En la pantalla, Sapa Inca —último descendiente de los incas aymaras— y Gregoria, su compañera, construyen una historia de amor como trinchera en medio de la guerra. Esa ternura contradice la violencia que atraviesa la película.

El aplauso del final dura lo suficiente para que el público recobre el aliento. Luego vienen los abrazos, la foto de rigor y esa conversación de pasillo que es el mejor termómetro de una película: “buena”, “es nuestra historia”, “necesaria”, se escucha.

En primera fila, Tito Catacora escucha. Agradece sin ceremonia y vuelve a su idea matriz: “Es una película épica, histórica”. Y añade, en conversación con La República: “Muchas veces la historia se cuenta desde el punto de vista del vencedor. Nosotros la levantamos desde el vencido. Yo soy andino; en ese entonces, perdimos”.

^^^^^^^^

> [Detalles del ejercicio]: ¿Cómo describe el texto seleccionado a Sapa Inca? Los datos no guardan relación con el texto seleccionado.

^^^^^^^^

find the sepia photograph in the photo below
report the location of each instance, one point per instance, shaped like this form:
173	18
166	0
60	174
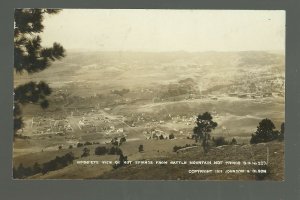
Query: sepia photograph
149	94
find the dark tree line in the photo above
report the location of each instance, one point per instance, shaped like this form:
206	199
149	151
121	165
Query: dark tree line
58	163
30	57
266	132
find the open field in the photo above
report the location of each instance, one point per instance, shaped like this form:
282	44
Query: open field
98	96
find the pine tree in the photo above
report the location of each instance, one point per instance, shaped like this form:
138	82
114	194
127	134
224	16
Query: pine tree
30	57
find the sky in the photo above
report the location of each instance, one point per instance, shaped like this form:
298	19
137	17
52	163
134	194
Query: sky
166	30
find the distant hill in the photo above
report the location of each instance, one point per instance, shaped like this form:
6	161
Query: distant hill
248	153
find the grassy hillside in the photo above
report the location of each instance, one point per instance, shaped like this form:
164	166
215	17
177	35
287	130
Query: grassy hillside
275	167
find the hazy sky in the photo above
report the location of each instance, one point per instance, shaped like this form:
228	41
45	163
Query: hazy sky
166	30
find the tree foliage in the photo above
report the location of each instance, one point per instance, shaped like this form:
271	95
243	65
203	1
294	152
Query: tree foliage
205	125
31	57
265	132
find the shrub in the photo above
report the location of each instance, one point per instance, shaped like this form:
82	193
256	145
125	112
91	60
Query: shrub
87	143
58	163
265	132
115	151
233	141
122	140
100	150
122	160
114	141
86	152
36	168
171	136
262	176
219	141
79	144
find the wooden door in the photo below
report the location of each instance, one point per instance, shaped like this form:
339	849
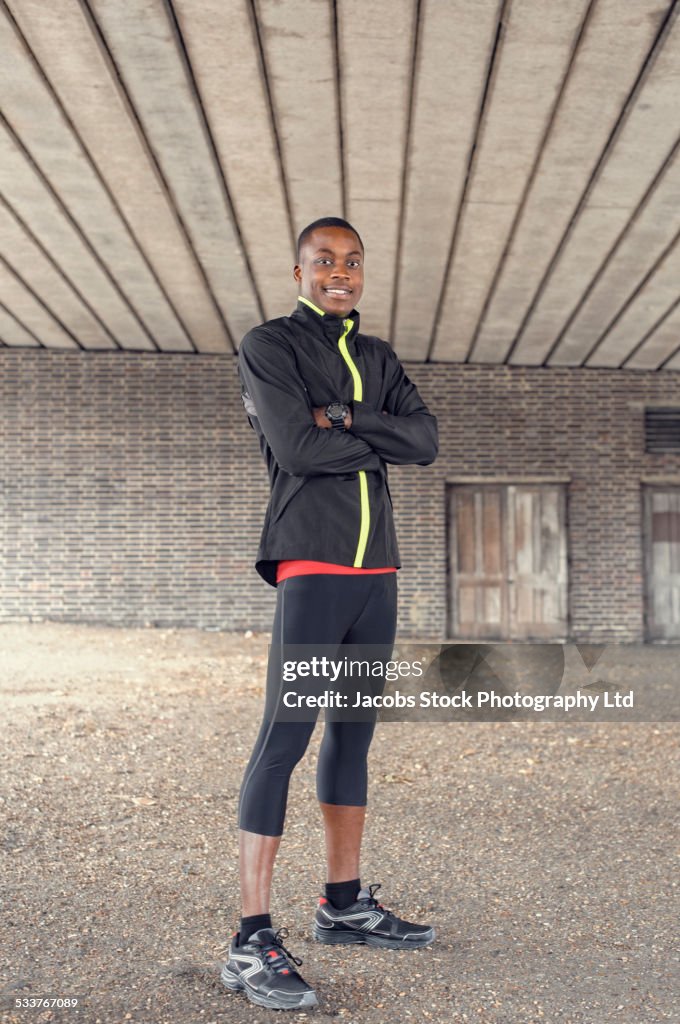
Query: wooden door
662	555
508	561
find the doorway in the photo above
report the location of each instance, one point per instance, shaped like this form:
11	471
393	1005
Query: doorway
507	555
662	556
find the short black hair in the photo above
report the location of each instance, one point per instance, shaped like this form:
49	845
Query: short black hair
325	222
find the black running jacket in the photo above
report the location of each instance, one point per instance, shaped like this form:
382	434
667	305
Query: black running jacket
330	499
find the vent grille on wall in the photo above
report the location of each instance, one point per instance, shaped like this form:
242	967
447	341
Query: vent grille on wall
662	430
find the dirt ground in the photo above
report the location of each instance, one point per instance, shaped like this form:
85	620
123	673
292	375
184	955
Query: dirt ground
545	855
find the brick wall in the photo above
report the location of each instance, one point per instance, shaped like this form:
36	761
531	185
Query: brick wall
132	488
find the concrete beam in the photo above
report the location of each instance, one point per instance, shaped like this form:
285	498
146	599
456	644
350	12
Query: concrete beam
66	43
144	45
456	42
223	49
29	195
649	133
298	41
29	310
532	60
615	41
638	317
33	265
376	44
37	119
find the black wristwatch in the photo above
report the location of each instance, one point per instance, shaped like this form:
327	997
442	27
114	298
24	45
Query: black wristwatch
336	413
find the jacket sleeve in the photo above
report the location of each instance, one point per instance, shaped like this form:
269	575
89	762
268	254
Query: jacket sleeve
275	395
405	432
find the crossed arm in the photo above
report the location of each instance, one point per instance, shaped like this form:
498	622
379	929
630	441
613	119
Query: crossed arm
405	432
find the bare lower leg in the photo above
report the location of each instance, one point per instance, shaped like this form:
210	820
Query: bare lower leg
344	828
256	857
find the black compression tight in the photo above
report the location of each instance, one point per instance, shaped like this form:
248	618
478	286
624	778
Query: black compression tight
322	609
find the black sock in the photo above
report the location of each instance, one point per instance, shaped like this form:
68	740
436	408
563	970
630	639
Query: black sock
342	894
251	925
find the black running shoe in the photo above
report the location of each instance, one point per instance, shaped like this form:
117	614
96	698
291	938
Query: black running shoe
367	921
261	968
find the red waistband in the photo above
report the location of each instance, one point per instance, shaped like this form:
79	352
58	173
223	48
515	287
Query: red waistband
300	566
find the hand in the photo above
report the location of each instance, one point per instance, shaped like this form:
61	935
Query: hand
323	421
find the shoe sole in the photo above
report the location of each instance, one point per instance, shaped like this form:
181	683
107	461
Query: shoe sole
235	984
333	938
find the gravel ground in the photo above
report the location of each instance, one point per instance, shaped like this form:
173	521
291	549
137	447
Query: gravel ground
545	854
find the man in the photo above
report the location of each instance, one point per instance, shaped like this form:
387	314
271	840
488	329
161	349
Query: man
331	408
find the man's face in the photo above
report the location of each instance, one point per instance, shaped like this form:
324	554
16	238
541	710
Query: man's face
331	270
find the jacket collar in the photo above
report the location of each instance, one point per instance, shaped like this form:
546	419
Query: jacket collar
325	326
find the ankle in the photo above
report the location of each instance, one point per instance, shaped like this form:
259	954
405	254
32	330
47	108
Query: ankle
342	894
252	924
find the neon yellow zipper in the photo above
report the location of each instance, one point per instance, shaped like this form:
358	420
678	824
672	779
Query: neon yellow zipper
363	483
365	524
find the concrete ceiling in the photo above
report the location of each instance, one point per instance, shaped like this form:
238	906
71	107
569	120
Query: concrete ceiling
513	167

^^^^^^^^

> [Respuesta a continuación]: Como el último descendiente de los incas aymaras.